[start of Working data]

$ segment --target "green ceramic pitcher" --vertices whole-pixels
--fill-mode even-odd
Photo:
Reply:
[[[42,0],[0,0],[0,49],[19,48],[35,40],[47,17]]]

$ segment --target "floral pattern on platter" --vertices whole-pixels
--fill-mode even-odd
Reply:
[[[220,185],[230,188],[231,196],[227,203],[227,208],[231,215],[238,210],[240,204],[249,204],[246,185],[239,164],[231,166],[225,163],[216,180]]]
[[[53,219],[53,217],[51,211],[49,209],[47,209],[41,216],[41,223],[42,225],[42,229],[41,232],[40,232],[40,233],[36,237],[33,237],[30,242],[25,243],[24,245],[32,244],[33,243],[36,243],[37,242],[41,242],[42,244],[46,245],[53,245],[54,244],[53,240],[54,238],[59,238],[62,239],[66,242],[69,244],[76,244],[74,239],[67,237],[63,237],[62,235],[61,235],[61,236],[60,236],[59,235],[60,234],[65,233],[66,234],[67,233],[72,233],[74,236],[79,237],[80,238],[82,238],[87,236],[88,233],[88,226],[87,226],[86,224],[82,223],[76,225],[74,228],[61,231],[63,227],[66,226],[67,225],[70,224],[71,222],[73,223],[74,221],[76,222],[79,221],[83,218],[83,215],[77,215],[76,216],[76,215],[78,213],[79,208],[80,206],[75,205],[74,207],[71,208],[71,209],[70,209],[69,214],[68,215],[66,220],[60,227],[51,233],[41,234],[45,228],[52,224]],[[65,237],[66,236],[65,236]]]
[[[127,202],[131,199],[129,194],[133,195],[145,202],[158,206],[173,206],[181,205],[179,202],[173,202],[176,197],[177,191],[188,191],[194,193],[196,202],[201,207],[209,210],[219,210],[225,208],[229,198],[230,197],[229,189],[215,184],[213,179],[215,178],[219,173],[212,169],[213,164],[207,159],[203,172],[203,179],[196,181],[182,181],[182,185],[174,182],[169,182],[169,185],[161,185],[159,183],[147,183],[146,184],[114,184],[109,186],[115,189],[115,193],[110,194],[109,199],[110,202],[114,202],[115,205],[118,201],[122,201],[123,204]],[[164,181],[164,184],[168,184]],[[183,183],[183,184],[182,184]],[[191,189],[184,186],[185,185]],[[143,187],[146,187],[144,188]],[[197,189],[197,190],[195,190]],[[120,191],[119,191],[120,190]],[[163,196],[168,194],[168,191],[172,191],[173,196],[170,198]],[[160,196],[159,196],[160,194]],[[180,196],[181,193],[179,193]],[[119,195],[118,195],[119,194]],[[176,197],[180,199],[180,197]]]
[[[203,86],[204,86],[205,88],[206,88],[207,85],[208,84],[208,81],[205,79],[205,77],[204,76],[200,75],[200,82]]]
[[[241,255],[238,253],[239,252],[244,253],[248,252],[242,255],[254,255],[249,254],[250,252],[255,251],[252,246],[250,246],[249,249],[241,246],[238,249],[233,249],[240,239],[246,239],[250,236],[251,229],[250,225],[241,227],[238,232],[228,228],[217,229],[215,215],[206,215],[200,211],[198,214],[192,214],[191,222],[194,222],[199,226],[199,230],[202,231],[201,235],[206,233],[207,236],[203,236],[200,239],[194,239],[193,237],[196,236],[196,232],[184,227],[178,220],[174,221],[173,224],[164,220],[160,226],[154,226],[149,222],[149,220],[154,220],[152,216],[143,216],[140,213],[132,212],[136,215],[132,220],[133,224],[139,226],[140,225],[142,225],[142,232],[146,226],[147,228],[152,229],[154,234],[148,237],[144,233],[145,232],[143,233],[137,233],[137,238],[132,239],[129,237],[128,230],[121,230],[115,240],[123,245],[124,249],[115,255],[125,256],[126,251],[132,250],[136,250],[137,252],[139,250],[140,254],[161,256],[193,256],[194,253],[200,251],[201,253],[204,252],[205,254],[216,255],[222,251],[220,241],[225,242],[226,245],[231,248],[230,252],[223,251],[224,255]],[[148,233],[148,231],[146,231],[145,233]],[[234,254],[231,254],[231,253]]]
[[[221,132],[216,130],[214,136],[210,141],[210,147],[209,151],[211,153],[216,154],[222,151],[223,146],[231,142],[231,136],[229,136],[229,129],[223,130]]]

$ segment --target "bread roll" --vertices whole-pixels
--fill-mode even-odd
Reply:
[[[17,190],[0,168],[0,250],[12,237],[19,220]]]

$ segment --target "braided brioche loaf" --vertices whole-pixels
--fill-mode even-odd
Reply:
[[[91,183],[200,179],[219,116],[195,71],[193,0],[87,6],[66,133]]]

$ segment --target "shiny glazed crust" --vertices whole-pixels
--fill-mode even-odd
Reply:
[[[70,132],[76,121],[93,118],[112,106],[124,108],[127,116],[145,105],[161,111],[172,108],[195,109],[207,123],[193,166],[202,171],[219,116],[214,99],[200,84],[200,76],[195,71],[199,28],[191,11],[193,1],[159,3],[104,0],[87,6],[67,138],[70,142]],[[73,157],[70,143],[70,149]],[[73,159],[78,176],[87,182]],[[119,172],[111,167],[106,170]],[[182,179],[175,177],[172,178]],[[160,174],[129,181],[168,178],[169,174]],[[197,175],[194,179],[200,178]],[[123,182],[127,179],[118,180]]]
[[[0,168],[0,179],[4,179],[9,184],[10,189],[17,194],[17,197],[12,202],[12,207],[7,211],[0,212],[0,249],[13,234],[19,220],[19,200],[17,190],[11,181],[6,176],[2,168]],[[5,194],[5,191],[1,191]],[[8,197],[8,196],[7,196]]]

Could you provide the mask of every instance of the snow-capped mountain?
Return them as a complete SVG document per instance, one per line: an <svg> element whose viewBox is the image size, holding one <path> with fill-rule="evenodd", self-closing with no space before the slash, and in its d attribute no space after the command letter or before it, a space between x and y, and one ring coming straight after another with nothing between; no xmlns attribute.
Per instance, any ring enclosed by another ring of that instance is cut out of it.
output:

[end of Working data]

Format every line of the items above as a numbered list, skipping the blank lines.

1. $ segment --target "green ceramic pitcher" --vertices whole-pixels
2. --fill-mode even-odd
3. Photo:
4. Reply:
5. [[[42,0],[0,0],[0,49],[19,48],[35,40],[47,17]]]
6. $ segment --target "floral pattern on platter" --vertices whole-pixels
7. --fill-mode even-odd
8. Reply:
9. [[[220,185],[230,188],[231,196],[227,203],[227,208],[231,215],[238,210],[240,204],[249,204],[246,185],[239,164],[231,166],[225,163],[216,180]]]
10. [[[53,219],[53,217],[51,211],[49,209],[47,209],[41,216],[41,223],[42,225],[42,229],[41,232],[40,232],[40,233],[36,237],[33,237],[30,242],[25,243],[24,245],[32,244],[33,243],[36,243],[37,242],[41,242],[42,244],[46,245],[53,245],[54,244],[53,240],[54,238],[59,238],[62,239],[66,242],[69,244],[76,244],[74,239],[67,237],[63,237],[62,235],[61,235],[61,236],[60,236],[59,235],[60,234],[65,233],[66,234],[67,233],[72,233],[74,236],[79,237],[80,238],[82,238],[87,236],[88,233],[88,226],[87,226],[86,224],[82,223],[76,225],[74,228],[61,231],[63,227],[66,226],[67,225],[70,224],[71,222],[73,223],[74,221],[76,222],[79,221],[83,218],[83,215],[77,215],[76,216],[76,215],[78,213],[79,208],[80,206],[75,205],[74,207],[71,208],[71,209],[70,209],[69,214],[68,215],[66,220],[60,227],[51,233],[41,234],[45,228],[52,224]],[[65,237],[66,236],[65,236]]]
11. [[[127,202],[131,199],[129,194],[133,195],[145,202],[158,206],[173,206],[181,205],[179,202],[173,202],[176,197],[177,191],[188,191],[194,193],[196,202],[201,207],[209,210],[219,210],[225,208],[229,198],[230,197],[229,189],[215,184],[213,179],[215,178],[219,173],[212,169],[213,164],[207,159],[203,172],[203,179],[196,181],[182,181],[182,185],[174,182],[169,182],[169,185],[161,185],[159,183],[147,183],[146,184],[114,184],[109,186],[115,189],[115,193],[110,194],[109,199],[110,202],[114,202],[115,205],[118,201],[122,201],[123,204]],[[164,181],[164,184],[168,184]],[[183,183],[183,184],[182,184]],[[191,189],[184,186],[185,185]],[[143,187],[146,187],[144,188]],[[197,189],[197,190],[195,190]],[[120,191],[119,191],[120,190]],[[163,196],[168,194],[168,191],[172,191],[173,196],[170,198]],[[160,196],[159,196],[160,194]],[[180,196],[181,193],[179,193]],[[119,195],[118,195],[119,194]],[[176,197],[180,199],[180,197]]]
12. [[[203,86],[204,86],[205,88],[206,88],[207,85],[208,84],[208,81],[205,79],[205,77],[204,76],[200,75],[200,82]]]
13. [[[241,255],[238,253],[239,252],[244,253],[248,252],[242,255],[254,255],[249,254],[250,252],[255,251],[252,246],[250,246],[249,249],[241,246],[238,249],[233,249],[240,239],[246,239],[250,236],[251,229],[250,225],[241,227],[238,232],[228,228],[217,229],[215,215],[206,215],[200,211],[198,214],[192,214],[191,222],[194,222],[199,226],[199,230],[202,231],[201,235],[206,233],[207,236],[203,236],[200,239],[194,239],[193,237],[196,236],[196,232],[184,227],[178,220],[174,221],[173,224],[164,220],[160,226],[154,226],[149,222],[149,220],[154,220],[152,216],[143,216],[140,213],[132,212],[136,215],[132,220],[133,224],[139,226],[140,225],[142,225],[142,232],[146,226],[147,228],[152,229],[154,234],[148,237],[144,233],[145,232],[143,233],[137,233],[137,238],[132,239],[129,237],[128,230],[121,230],[115,240],[123,245],[124,249],[115,255],[125,256],[126,251],[132,250],[136,250],[137,252],[139,250],[140,254],[161,256],[193,256],[194,253],[200,251],[201,253],[204,252],[205,254],[216,255],[222,251],[220,241],[225,242],[226,245],[231,248],[230,252],[223,251],[224,255]],[[148,233],[148,231],[146,231],[145,233]],[[234,254],[231,254],[231,253]]]
14. [[[221,132],[216,130],[214,136],[210,141],[210,147],[209,151],[211,153],[216,154],[222,151],[223,146],[231,142],[231,136],[229,136],[229,129],[223,130]]]
15. $ segment --target "bread roll" --vertices whole-pixels
16. --fill-mode even-odd
17. Reply:
18. [[[17,190],[0,168],[0,250],[12,237],[19,220]]]
19. $ segment --target "braided brioche loaf" --vertices whole-pixels
20. --fill-mode even-odd
21. Reply:
22. [[[91,183],[200,179],[219,116],[195,71],[193,0],[87,6],[66,133]]]
23. $ segment --target "shiny glazed crust" --vertices whole-pixels
24. --fill-mode even-odd
25. Reply:
26. [[[70,132],[76,121],[93,118],[112,106],[124,108],[127,116],[145,105],[161,111],[172,108],[195,109],[207,123],[193,166],[202,171],[219,116],[214,99],[200,84],[200,76],[195,71],[199,28],[191,11],[193,1],[159,3],[104,0],[87,6],[67,138],[70,142]],[[73,157],[70,143],[70,149]],[[73,159],[78,176],[87,182]],[[119,172],[111,167],[106,170]],[[182,179],[175,177],[172,178]],[[160,174],[129,181],[168,178],[169,174]],[[197,175],[194,179],[200,178]],[[123,182],[127,179],[118,180]]]
27. [[[0,168],[0,179],[4,179],[9,184],[10,189],[17,194],[17,197],[12,202],[12,207],[7,211],[0,212],[0,249],[13,234],[19,220],[19,200],[17,190],[11,181],[6,176],[2,168]],[[5,194],[5,191],[1,191]],[[8,197],[8,196],[7,196]]]
28. Could you provide the mask of every instance of the snow-capped mountain?
29. Return them as a complete SVG document per instance, one per line: an <svg> element whose viewBox is the image size, holding one <path> with fill-rule="evenodd", self-closing with no space before the slash, and in its d attribute no space after the command letter or before it, a space between x and y, and one ring coming straight after another with nothing between; no xmlns attribute.
30. Per instance, any ring enclosed by another ring of that instance is cut out of it.
31. output:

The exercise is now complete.